Sir John "Jack" Stewart-Clark, 3rd Baronet (born 17 September 1929) is a British businessman and former Member of the European Parliament (MEP). He represented the Conservative and Unionist Party in the European Parliament from 1979 until 1999.

Early life
John Stewart-Clark was born in Queensferry, Scotland. Stewart-Clark is the son of Sir Stewart Stewart-Clark, 2nd Baronet, and his wife Jane. Stewart-Clark was educated at Eton. He also attended Balliol College, Oxford, followed by the Harvard Business School, after his National Service, during which he had been commissioned into the Coldstream Guards in 1948, serving in North Africa. He was appointed in 1958 to the Royal Company of Archers, the Queen's Bodyguard in Scotland.

From 1953 to 1969, Stewart-Clark worked with the family firm of J. & P. Coats Ltd in Uruguay, Canada, Spain, Holland, Portugal and Pakistan. In 1969, he joined Philips, and he was Managing Director of Philips Electrical Ltd from 1970 to 1975, and of Pye Ltd. from 1975 to 1979. From 1979, he served as a non-executive director of several firms, including A.T. Kearney and TSB Scotland.

——

**WHAT THE TASK REQUIRES**
Update the biography of John Stewart-Clark from "From 1953 to" up to and including "and TSB Scotland.", changing "Holland" to "the Netherlands". The records that come next have no connection to the biography above.

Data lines
——

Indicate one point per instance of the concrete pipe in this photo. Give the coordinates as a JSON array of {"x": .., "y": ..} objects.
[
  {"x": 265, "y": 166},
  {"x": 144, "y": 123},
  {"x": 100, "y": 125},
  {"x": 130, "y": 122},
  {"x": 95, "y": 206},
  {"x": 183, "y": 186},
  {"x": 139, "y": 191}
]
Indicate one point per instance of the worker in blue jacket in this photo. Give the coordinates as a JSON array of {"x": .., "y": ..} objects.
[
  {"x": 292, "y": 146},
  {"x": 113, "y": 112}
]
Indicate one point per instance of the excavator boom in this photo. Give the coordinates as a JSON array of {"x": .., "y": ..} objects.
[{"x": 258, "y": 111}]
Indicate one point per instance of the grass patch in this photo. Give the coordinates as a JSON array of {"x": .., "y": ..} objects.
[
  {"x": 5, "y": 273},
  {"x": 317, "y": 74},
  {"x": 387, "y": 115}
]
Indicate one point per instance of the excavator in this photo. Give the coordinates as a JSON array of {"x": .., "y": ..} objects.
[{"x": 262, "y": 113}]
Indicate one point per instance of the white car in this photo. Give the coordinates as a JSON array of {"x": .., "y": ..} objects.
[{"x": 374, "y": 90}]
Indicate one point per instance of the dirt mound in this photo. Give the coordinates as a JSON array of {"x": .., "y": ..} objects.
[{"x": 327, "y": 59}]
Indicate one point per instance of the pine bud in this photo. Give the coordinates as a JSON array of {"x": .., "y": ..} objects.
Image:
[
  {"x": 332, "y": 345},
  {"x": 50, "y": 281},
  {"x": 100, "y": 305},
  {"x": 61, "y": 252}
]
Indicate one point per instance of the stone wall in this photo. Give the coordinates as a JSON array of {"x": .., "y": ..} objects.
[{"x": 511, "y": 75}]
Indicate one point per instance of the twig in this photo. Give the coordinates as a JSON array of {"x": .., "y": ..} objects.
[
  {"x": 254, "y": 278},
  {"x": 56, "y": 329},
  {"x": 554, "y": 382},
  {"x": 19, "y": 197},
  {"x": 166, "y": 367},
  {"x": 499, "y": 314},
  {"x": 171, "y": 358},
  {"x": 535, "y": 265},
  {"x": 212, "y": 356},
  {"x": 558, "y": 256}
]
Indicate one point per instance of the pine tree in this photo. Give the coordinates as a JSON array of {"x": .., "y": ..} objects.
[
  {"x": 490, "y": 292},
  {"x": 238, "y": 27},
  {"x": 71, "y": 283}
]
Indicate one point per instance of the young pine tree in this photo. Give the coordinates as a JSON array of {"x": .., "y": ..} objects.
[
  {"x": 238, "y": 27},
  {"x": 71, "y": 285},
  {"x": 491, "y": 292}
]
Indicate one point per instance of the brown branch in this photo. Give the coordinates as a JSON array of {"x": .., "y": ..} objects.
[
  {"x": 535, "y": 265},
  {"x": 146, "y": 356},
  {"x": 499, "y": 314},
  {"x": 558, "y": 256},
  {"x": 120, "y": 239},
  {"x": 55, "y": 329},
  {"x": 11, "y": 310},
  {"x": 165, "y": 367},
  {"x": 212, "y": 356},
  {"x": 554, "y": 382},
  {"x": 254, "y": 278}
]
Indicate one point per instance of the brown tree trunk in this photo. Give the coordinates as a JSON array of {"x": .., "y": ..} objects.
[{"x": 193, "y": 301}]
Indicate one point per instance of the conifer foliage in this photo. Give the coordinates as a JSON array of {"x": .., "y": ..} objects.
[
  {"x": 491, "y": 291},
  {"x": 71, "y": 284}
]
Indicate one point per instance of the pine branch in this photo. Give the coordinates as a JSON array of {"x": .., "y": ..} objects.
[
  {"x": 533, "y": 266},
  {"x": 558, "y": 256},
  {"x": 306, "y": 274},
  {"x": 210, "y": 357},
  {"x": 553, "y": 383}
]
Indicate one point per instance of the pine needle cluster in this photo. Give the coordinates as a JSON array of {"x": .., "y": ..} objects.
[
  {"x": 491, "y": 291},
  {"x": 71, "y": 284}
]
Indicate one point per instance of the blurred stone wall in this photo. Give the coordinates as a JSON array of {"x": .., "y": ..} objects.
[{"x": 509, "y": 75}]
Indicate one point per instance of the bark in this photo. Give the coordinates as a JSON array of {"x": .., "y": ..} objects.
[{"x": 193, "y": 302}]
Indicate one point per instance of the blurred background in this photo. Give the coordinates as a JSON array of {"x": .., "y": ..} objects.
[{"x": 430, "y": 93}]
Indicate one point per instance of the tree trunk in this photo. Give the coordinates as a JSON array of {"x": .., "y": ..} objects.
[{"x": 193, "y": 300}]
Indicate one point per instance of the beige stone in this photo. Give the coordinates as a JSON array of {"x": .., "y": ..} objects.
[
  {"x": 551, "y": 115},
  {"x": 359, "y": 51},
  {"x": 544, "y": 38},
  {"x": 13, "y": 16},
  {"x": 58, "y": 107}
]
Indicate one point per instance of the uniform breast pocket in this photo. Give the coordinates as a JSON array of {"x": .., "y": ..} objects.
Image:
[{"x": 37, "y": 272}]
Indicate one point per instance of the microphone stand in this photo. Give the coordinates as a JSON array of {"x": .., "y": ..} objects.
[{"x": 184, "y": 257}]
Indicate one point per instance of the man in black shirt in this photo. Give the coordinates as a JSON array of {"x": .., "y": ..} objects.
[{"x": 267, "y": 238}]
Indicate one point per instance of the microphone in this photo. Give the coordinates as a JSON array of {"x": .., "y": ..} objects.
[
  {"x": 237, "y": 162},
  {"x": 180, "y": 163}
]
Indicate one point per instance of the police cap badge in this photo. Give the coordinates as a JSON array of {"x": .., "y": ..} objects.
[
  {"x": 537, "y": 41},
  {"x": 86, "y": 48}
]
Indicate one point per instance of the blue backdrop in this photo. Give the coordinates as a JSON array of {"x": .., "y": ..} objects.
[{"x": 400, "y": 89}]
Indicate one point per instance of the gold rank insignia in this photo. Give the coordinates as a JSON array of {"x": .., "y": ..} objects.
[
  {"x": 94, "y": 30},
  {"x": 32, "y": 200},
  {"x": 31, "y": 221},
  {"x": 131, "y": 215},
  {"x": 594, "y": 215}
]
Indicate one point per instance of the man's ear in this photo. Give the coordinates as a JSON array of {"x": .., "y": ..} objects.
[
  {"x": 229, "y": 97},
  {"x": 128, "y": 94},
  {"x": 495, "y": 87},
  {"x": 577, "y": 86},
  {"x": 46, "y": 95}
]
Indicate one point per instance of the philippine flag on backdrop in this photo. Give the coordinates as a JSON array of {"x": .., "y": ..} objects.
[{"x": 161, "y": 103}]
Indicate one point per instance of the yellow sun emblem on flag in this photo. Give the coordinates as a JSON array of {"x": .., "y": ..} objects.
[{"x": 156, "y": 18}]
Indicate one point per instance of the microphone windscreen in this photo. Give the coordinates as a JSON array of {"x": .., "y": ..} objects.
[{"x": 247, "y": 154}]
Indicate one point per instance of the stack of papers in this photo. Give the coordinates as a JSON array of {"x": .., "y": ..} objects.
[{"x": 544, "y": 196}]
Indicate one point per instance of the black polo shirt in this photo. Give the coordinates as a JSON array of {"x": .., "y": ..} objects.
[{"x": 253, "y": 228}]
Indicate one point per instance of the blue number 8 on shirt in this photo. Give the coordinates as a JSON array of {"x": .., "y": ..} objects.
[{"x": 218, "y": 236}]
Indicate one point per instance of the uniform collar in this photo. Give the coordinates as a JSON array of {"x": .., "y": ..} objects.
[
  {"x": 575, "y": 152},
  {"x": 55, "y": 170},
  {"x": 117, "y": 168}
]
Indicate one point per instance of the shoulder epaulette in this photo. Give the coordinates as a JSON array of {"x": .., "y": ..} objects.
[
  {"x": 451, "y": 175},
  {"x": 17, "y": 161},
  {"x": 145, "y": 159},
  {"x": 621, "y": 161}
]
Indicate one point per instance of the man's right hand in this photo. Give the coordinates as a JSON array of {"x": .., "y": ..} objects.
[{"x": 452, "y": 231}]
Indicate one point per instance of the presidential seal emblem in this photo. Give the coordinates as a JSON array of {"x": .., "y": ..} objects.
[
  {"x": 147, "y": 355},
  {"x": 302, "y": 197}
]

——

**FINISHED EXERCISE**
From 1953 to 1969, Stewart-Clark worked with the family firm of J. & P. Coats Ltd in Uruguay, Canada, Spain, the Netherlands, Portugal and Pakistan. In 1969, he joined Philips, and he was Managing Director of Philips Electrical Ltd from 1970 to 1975, and of Pye Ltd. from 1975 to 1979. From 1979, he served as a non-executive director of several firms, including A.T. Kearney and TSB Scotland.